### Goal
From the data below, reproduce verbatim the lines that start with the line containing "Detection target: harness buckle" and continue through the line containing "0,0 -> 736,401", including both of those lines.

### Records supplied
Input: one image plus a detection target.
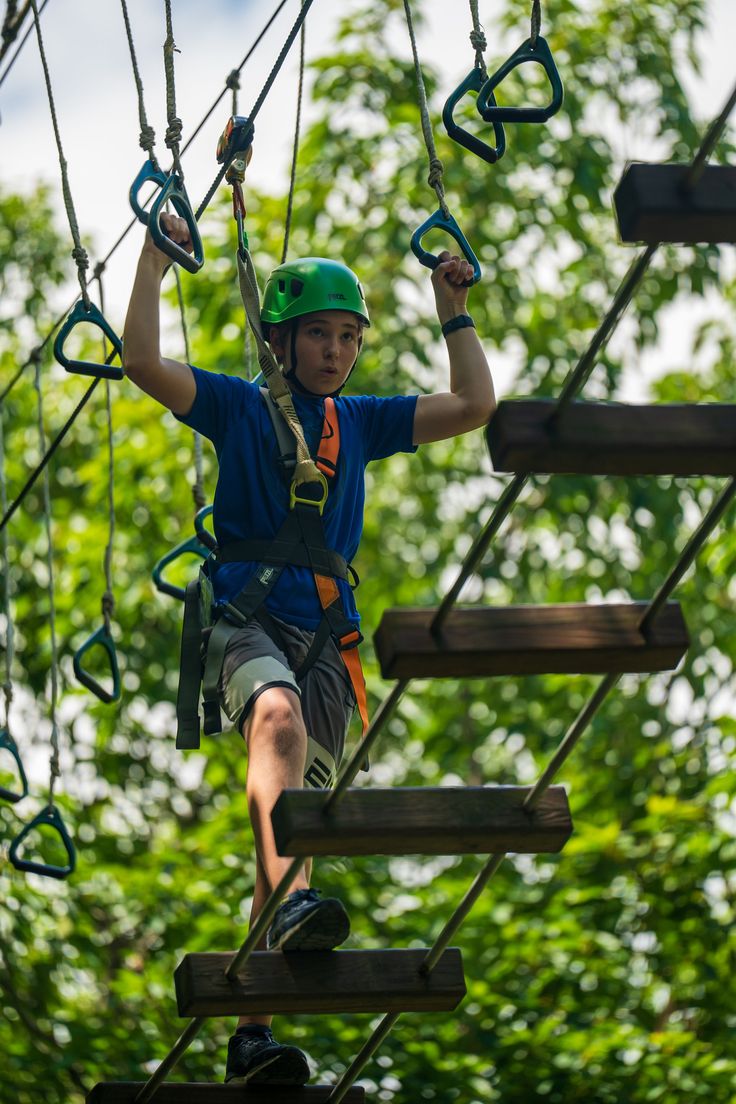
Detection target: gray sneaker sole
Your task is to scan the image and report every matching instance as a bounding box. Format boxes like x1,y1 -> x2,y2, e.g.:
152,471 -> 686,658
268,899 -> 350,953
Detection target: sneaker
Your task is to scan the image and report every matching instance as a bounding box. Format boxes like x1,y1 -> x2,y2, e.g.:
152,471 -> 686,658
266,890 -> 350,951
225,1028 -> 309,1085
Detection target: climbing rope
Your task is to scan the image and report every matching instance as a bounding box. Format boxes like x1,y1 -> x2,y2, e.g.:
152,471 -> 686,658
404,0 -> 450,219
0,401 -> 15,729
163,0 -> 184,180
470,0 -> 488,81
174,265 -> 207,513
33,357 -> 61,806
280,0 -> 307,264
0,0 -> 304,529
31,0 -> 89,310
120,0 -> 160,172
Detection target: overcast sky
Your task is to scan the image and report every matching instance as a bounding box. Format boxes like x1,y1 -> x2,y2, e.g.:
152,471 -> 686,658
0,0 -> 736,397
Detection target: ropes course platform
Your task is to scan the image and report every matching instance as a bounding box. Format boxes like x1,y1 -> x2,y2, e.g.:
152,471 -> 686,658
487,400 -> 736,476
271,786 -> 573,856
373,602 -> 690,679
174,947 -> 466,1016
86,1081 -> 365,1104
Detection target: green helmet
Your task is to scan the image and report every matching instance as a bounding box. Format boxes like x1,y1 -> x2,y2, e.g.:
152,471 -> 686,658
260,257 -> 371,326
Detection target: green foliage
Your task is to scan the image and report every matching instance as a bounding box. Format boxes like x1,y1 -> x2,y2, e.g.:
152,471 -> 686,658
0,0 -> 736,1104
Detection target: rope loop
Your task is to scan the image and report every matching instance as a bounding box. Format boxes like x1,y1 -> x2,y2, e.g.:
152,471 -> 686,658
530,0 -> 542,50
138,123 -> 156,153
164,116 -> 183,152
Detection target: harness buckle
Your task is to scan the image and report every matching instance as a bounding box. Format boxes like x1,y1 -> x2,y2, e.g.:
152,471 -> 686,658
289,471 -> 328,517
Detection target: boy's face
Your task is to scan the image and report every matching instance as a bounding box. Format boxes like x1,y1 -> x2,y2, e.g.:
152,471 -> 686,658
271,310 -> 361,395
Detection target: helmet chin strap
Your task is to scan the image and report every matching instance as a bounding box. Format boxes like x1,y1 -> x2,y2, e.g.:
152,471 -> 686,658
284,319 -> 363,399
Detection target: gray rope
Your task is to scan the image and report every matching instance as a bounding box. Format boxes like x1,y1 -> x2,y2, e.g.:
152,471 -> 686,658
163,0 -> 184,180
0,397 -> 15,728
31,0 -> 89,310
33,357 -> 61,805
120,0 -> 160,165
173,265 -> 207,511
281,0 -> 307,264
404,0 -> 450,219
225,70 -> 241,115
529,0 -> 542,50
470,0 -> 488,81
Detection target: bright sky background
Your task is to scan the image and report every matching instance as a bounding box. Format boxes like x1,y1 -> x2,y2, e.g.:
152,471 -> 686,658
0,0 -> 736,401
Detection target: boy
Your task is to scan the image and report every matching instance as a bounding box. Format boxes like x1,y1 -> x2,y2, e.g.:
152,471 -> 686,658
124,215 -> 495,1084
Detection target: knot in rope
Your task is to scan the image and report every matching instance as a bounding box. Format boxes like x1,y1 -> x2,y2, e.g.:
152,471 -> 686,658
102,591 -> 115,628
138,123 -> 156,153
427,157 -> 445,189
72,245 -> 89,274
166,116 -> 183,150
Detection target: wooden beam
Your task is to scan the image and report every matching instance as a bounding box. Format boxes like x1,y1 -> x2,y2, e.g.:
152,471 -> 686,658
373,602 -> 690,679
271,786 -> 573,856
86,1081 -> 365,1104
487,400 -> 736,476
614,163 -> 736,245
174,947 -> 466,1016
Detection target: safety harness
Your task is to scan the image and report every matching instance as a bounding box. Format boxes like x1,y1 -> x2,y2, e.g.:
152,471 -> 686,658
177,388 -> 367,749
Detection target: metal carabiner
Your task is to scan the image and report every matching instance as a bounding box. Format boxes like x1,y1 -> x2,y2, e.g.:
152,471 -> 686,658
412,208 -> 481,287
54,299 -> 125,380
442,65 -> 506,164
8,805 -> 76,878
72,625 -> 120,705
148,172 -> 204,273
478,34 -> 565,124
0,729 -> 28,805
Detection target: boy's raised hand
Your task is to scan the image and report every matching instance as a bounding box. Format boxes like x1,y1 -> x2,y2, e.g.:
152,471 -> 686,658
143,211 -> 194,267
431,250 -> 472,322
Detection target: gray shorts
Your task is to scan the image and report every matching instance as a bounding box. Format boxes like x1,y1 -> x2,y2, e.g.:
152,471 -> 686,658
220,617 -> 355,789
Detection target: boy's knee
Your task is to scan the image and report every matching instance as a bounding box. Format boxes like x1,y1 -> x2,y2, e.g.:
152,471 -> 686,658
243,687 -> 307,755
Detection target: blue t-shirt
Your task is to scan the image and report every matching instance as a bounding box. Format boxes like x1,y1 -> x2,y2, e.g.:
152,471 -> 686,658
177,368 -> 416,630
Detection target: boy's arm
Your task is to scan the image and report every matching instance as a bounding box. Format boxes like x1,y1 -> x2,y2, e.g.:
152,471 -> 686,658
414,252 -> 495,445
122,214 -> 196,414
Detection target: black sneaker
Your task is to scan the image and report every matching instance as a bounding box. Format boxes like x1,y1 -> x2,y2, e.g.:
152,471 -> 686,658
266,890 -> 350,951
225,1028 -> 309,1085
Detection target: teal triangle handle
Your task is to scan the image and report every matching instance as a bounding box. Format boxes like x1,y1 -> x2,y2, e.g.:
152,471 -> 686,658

### Written solution
Detection target: harness buckle
Your task is to scan the image and report every matching instance as a bounding box. Format boxes like x1,y1 -> x2,y2, e.g.:
152,471 -> 686,658
289,471 -> 328,517
Detection target: boy's face
Your task is to scan the image and report every matching instance as a bounding box. Format boxes like x1,y1 -> x2,y2, e.g.:
152,471 -> 686,658
271,310 -> 361,395
Detection target: helmet chin strap
Your task is to scan the image and report every matching instance as a bounding box. Format boxes like x1,y1 -> x2,y2, e.g.:
152,471 -> 686,658
284,319 -> 363,399
Detection target: gray rope
Your task is to scan the image and report every matching instance as a bounding box. Format boxes like x1,y1 -> x2,y2, e.g.:
152,471 -> 686,658
163,0 -> 184,180
0,397 -> 15,728
31,0 -> 89,310
33,357 -> 61,805
120,0 -> 160,165
173,265 -> 207,511
281,0 -> 307,264
404,0 -> 450,219
225,70 -> 241,115
529,0 -> 542,50
470,0 -> 488,81
Detection target: bright sky background
Your task is to scan the image and report every matching instance as a bounding box. Format boxes like x1,y1 -> x2,y2, e.g.:
152,471 -> 686,658
0,0 -> 736,401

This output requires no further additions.